The Mortgage Bankers Associations' Weekly Applications data was supposed to prove positive, given an expected April surge in tax incentive inspired house dealings. However, a spike in mortgage rates in the week ended April 2 quelled all hope for rally. The MBA’s Market Composite Index of mortgage activity instead fell by 11%. With contracted average fixed rate mortgage rates for 30-year and 15-year mortgages climbing to 5.31% (from 5.04%) and 4.54% (4.34%), respectively, the Refinance Index dropped 16.9%. Offering a sign that the tax incentives are still driving some activity, the MBA's Purchase Index rose 0.2%. An MBA representative attributed the rate rise to the conclusion of the Fed's mortgage-backed securities purchases.
January's Consumer Credit report marked the first rise in credit after 11 months of contraction, so hope was high for more of the same in February. However, hope would not be fulfilled this day. Instead, credit contracted by a whopping $11.5 billion, on a $9.5 billion contraction in revolving credit or credit card debt. Remember that credit card reform just went into effect, governing the credit industry more tightly. So while some news publishers reported that contraction was due to unemployment, we remind that lending standards have risen as well. Credit availability may never return to pre-crisis levels, and that's a good thing, though hard for spoiled American consumers to digest. Now the good news: January's expansion of credit was revised higher, by $5 billion, to $10.6 billion. However, January's gain looks to have been mostly driven by nonrevolving credit, likely tied to auto sales.

☆ ☆ ☆ ☆ ☆ ☆ ☆

** Problems to solve **
- 1) Rewrite the economic report starting at "The Mortgage Bankers" and ending at "mortgage-backed securities purchases.", with "quelled" replaced by "crushed".
- 2) According to the economic report, what did an MBA representative blame for the rise in mortgage rates?

** Supplied material **
☆ ☆ ☆ ☆ ☆ ☆ ☆

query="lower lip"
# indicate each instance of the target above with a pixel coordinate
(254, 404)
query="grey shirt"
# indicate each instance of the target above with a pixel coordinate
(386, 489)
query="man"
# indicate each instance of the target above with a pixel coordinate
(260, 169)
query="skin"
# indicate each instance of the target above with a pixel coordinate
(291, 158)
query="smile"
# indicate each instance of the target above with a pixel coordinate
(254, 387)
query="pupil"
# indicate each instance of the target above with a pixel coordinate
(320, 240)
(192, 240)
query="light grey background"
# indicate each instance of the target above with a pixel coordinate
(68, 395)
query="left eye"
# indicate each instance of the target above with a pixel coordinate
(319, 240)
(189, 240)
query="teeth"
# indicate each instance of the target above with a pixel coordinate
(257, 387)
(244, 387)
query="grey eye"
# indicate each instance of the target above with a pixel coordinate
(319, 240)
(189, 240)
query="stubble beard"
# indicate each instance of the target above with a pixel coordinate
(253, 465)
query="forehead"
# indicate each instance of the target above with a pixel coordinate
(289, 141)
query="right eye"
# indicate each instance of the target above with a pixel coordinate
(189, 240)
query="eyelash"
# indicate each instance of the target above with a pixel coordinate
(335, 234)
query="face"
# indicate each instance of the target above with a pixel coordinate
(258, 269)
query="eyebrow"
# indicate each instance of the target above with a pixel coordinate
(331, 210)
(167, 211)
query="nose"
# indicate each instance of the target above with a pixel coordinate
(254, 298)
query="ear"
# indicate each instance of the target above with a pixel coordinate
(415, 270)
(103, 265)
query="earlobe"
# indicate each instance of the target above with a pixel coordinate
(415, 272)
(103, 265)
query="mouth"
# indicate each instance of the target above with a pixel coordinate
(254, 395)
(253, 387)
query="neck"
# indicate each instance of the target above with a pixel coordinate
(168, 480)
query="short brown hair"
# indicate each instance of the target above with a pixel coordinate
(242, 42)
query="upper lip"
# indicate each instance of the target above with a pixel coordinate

☆ ☆ ☆ ☆ ☆ ☆ ☆

** Answers to the problems **
- 1)
The Mortgage Bankers Associations' Weekly Applications data was supposed to prove positive, given an expected April surge in tax incentive inspired house dealings. However, a spike in mortgage rates in the week ended April 2 crushed all hope for rally. The MBA’s Market Composite Index of mortgage activity instead fell by 11%. With contracted average fixed rate mortgage rates for 30-year and 15-year mortgages climbing to 5.31% (from 5.04%) and 4.54% (4.34%), respectively, the Refinance Index dropped 16.9%. Offering a sign that the tax incentives are still driving some activity, the MBA's Purchase Index rose 0.2%. An MBA representative attributed the rate rise to the conclusion of the Fed's mortgage-backed securities purchases.

- 2) The conclusion of the Fed's mortgage-backed securities purchases.